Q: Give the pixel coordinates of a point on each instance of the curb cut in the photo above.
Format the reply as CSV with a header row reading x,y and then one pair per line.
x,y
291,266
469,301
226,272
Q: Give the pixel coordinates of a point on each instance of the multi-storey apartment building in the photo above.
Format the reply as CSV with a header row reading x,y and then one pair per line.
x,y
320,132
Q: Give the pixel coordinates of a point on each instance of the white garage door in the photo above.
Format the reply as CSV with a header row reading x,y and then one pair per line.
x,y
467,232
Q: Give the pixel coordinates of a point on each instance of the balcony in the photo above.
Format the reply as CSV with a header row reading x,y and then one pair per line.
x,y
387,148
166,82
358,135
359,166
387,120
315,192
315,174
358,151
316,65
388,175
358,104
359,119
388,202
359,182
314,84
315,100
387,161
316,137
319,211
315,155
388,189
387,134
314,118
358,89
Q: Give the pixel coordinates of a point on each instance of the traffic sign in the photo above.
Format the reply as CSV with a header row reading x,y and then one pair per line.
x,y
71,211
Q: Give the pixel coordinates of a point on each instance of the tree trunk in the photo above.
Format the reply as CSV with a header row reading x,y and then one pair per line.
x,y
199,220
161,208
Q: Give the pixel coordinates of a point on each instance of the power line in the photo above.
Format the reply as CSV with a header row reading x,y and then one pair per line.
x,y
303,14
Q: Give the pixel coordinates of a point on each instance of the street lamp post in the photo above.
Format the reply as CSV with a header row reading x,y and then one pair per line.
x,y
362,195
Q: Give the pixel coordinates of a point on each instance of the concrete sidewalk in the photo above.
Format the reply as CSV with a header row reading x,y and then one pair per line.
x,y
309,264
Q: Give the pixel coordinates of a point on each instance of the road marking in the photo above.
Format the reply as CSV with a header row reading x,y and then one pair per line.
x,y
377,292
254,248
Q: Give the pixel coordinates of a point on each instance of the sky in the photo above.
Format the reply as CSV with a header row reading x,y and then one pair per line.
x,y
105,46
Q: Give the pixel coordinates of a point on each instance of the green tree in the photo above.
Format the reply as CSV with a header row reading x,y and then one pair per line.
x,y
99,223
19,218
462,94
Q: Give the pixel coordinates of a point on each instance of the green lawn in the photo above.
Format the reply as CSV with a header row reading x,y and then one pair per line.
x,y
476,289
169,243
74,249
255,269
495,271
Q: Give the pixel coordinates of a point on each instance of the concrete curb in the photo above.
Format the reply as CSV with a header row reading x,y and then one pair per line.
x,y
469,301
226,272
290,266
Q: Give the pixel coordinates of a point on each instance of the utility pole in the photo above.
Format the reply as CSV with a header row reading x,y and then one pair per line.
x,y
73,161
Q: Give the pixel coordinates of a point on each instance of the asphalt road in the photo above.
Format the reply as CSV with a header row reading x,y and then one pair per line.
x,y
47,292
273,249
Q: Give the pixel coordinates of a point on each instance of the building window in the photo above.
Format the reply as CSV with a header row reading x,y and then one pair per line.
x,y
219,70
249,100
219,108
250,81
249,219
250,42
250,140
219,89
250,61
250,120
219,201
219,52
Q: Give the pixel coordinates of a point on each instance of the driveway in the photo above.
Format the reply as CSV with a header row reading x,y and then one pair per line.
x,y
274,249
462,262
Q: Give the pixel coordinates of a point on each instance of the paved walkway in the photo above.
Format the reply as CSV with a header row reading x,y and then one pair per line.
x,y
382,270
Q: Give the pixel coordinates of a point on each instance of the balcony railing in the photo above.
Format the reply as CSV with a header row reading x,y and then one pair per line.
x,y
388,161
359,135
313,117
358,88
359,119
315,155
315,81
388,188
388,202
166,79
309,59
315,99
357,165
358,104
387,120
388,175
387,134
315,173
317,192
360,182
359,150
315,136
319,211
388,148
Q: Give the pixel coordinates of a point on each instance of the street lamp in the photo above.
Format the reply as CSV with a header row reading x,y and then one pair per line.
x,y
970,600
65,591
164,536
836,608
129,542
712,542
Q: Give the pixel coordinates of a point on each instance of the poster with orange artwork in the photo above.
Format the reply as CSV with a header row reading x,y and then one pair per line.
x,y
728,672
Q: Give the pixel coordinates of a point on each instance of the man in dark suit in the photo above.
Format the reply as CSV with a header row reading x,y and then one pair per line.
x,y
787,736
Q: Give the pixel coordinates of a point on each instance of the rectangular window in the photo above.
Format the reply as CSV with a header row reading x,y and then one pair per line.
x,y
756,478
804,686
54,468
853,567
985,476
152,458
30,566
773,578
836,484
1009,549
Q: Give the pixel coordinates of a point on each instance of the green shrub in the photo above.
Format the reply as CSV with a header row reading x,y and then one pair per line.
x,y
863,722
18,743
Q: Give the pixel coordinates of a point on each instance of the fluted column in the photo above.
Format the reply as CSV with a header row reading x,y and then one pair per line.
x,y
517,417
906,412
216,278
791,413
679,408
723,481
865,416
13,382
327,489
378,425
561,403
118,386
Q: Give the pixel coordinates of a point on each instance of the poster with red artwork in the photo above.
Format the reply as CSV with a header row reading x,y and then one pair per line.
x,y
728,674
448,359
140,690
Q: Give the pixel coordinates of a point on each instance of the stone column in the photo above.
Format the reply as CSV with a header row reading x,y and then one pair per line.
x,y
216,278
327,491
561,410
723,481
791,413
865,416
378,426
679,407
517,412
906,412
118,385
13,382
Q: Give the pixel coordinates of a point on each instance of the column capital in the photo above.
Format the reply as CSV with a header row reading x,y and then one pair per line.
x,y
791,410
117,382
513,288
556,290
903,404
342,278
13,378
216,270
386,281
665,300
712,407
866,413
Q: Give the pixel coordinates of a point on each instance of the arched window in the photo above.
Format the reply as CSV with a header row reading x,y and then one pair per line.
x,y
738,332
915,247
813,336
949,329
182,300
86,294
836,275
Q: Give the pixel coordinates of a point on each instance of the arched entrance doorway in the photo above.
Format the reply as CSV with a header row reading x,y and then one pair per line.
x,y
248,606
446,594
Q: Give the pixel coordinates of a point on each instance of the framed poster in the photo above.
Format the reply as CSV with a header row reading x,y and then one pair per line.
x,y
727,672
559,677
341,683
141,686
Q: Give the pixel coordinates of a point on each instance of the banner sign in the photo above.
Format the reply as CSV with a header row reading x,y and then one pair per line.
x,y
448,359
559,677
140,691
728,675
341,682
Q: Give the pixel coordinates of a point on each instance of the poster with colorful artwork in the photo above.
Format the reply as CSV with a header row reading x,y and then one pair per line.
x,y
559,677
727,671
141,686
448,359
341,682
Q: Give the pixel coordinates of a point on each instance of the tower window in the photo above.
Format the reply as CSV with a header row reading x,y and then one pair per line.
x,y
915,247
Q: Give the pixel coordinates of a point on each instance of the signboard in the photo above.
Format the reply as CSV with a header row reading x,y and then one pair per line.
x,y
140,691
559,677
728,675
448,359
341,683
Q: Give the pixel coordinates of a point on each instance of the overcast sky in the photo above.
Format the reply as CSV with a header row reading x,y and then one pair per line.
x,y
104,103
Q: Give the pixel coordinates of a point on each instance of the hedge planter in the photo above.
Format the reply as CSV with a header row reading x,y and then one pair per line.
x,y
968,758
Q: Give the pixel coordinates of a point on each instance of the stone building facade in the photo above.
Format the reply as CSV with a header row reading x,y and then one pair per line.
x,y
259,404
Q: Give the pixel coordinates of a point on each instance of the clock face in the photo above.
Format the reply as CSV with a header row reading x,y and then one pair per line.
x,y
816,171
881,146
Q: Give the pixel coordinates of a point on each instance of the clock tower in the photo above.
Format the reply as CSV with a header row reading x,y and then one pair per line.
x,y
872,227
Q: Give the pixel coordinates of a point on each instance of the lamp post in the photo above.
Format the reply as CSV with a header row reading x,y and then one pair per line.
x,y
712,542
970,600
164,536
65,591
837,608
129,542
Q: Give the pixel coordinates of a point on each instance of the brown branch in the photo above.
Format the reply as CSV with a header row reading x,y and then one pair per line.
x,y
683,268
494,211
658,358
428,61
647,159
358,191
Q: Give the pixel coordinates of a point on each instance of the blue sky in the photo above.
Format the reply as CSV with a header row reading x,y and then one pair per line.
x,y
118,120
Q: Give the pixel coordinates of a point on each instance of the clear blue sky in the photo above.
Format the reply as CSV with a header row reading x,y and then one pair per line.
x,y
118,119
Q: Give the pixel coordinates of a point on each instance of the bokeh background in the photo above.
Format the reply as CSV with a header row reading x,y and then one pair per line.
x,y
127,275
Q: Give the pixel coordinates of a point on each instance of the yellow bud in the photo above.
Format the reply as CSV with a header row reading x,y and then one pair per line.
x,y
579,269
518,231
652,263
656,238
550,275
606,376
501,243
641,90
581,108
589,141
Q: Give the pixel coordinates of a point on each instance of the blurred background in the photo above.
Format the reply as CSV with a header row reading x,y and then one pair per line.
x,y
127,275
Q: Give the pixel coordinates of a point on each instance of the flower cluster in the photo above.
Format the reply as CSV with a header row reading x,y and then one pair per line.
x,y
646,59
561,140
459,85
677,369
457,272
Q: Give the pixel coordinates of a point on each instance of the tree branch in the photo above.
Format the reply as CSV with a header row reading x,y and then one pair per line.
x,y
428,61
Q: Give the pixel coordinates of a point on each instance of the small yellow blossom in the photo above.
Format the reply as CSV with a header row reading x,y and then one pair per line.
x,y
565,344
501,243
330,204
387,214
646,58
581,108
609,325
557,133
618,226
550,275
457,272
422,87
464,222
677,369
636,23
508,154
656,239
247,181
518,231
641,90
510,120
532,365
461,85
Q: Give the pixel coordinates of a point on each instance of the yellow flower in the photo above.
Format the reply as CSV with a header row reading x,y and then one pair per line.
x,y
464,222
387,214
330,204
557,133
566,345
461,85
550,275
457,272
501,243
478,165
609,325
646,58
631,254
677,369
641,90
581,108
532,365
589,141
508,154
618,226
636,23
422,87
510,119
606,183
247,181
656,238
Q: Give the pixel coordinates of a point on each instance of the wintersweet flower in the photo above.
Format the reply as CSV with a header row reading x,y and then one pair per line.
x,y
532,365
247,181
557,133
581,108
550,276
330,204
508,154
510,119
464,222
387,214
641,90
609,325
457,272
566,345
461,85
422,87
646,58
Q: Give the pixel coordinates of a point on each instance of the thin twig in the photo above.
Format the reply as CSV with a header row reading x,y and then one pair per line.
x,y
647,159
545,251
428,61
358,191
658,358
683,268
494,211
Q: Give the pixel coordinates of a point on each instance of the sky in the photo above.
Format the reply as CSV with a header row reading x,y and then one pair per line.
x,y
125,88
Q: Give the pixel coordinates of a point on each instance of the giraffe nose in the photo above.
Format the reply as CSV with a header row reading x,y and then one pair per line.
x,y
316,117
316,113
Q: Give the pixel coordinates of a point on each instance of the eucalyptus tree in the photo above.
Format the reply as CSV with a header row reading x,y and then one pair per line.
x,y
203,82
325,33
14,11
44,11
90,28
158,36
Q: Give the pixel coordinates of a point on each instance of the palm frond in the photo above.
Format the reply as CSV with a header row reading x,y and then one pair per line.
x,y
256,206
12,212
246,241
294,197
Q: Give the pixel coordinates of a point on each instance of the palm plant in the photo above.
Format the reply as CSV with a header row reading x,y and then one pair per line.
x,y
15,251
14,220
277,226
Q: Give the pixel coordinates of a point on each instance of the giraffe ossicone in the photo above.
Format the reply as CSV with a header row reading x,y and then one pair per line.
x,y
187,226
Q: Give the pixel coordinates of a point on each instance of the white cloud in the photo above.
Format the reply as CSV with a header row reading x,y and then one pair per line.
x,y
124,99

# EXERCISE DIRECTIONS
Look through the listing above and copy each line with the word "flower" in it.

# RESULT OF THIS EXERCISE
Q: Give the pixel coordinates of a point on each instance of the flower cluster in the photo above.
Q: Give the pixel coordinates of a point on each instance of the yellow flower in the photo above.
Q: Give the pixel coordinates of a point on each instance of the wintersweet flower in the photo above.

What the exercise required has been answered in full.